▸ **What the task asks**
Return the records exactly, keeping every line as it is.

○ ○ ○ ○

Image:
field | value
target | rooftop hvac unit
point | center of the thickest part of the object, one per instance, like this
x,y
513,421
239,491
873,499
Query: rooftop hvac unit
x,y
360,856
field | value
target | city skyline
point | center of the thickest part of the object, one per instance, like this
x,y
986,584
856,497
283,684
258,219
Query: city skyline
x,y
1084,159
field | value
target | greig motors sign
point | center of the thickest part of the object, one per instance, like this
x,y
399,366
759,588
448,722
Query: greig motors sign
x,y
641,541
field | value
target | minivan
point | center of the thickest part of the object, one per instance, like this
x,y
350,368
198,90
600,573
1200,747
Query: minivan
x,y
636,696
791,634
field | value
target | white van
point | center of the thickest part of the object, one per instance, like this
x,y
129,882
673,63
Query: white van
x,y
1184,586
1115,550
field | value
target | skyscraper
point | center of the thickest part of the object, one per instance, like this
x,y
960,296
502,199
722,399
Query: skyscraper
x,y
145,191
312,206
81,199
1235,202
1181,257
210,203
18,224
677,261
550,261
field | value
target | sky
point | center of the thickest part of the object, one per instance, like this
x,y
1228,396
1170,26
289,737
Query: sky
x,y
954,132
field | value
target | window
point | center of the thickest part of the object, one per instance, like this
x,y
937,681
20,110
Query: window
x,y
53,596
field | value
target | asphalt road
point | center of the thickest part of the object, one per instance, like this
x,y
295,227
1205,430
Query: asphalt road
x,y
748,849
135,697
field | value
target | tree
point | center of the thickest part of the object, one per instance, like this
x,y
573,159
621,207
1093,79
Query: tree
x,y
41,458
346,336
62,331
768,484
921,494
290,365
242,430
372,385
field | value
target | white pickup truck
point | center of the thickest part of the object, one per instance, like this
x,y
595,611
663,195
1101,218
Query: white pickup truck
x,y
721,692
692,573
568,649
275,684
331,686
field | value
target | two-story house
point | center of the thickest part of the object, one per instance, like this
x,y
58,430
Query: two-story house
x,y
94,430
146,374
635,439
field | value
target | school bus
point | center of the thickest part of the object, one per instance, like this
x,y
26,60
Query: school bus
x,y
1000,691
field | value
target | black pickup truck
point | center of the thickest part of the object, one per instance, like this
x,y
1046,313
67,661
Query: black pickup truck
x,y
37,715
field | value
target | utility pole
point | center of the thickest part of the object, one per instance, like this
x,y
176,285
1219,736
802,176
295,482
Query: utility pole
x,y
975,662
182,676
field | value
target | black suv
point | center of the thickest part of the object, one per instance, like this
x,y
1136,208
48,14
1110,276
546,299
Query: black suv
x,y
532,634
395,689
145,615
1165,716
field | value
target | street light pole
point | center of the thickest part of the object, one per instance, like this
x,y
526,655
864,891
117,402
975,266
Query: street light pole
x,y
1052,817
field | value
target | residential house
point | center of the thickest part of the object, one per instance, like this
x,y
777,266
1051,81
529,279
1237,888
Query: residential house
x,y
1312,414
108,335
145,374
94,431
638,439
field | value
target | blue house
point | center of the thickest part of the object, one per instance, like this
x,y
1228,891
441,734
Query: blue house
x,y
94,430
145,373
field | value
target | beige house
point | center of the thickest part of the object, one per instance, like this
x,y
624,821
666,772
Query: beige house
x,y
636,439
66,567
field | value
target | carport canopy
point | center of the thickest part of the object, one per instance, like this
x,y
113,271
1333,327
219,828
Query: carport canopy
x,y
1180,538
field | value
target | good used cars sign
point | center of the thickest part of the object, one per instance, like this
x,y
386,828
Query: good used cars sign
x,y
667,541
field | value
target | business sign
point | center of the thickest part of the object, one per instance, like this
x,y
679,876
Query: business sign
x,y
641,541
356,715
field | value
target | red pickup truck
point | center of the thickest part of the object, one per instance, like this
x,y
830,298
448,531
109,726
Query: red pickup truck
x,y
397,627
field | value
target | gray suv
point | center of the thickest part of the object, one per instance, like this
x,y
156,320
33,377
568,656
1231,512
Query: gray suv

○ ○ ○ ○

▸ **Exercise response**
Image:
field | value
target | rooftop hvac unit
point | center of the thickest part of the object, one per instance, like this
x,y
513,421
239,491
873,499
Query: rooftop hvac unit
x,y
360,856
field | value
target | city skyline
point | center of the thickest part of the object, one per instance, like this
x,y
986,584
856,497
283,684
258,219
Query: city skyline
x,y
1084,159
field | value
target | greig motors sign
point | center of the thickest part of the object, one per instance, like this
x,y
399,366
759,588
448,722
Query: greig motors sign
x,y
641,541
field | value
target | minivan
point | center of the thickest part of the object, one per instance, like this
x,y
350,368
198,90
600,573
1200,747
Query: minivan
x,y
636,696
791,634
field | value
target | white van
point | center of the thickest part of the object, one per instance, like this
x,y
129,882
673,63
Query: white van
x,y
1184,586
1115,550
field | value
target | skyscraper
point | center of the thickest part of the object, one per instance, like this
x,y
960,296
502,199
722,399
Query: skyscraper
x,y
145,191
312,206
81,199
1235,202
1181,257
210,203
18,224
677,261
550,261
field | value
target | sky
point | center of the thickest part of the object, one per instance, like this
x,y
1228,396
1170,26
289,737
Query: sky
x,y
954,132
field | value
target | window
point | center of the thickest part of the object, one per instance, like this
x,y
937,681
20,110
Query: window
x,y
53,596
field | value
target | asphalt road
point | center of the thickest part of the object, one per instance, like this
x,y
295,227
1205,430
Query: asphalt road
x,y
748,849
135,697
field | value
target | tree
point | center of the thickest part of the object, one per instance, like this
x,y
573,159
621,207
1093,79
Query: tree
x,y
41,458
346,336
62,331
768,484
921,494
290,365
242,430
372,385
field | value
target | white pickup truck
point | center of the thickest part of the object, one per instance, like this
x,y
595,611
663,195
1101,218
Query: white pickup truck
x,y
721,692
692,573
568,649
275,684
331,686
field | value
target | two-story house
point | center of the thickest part of the object, one per instance, like this
x,y
58,430
Query: two-story house
x,y
94,430
146,374
635,439
field | value
target | school bus
point | center of the thickest part of the object, one per instance, like this
x,y
26,60
Query: school bus
x,y
1000,691
field | value
target | black pickup truck
point | center of the thickest part of the object, one per instance, like this
x,y
1046,313
67,661
Query: black pickup truck
x,y
37,715
field | value
target | utility pole
point | center of the thickest part of the object, one per instance, like this
x,y
176,285
1219,736
802,176
295,482
Query: utility pole
x,y
975,662
182,676
field | value
target | black suv
point | center of the thickest part of the object, one per instance, like this
x,y
1136,208
48,14
1110,276
546,299
Query: black suv
x,y
532,634
395,689
145,615
1165,716
field | value
target | street light pole
point | center of the thickest part of the object, one per instance, like this
x,y
526,655
864,891
117,402
975,266
Query: street light pole
x,y
1052,817
field | value
target | residential house
point | center of the thickest part of the object, one per instance, like this
x,y
777,266
1051,81
529,279
1237,888
Query: residential house
x,y
1312,414
108,335
145,374
94,431
638,439
field | value
target | blue house
point | center of the thickest part of the object, one per instance, like this
x,y
1228,891
441,734
Query: blue house
x,y
94,430
145,373
field | value
target | beige house
point | center of the thickest part of the object, one per instance, like this
x,y
624,821
666,772
Query: beige house
x,y
636,439
66,567
field | value
target | carport canopy
point | center of the thickest part of the object, one per instance, like this
x,y
113,271
1333,327
219,828
Query: carport canopy
x,y
1180,538
field | value
target | good used cars sign
point | center of the thickest part of the object, one per instance, like this
x,y
386,828
Query: good used cars sign
x,y
667,541
field | value
target | business sign
point | center of the thickest part of the object, one per instance, like this
x,y
679,876
Query: business sign
x,y
641,541
356,715
field | value
target | red pickup truck
point | center of the thickest part of the object, one per instance, like this
x,y
830,298
448,531
109,726
Query: red pickup truck
x,y
397,627
field | value
target | gray suv
point | center of the thickest part of the object, one per instance, like this
x,y
156,320
33,377
568,656
1231,512
Query: gray suv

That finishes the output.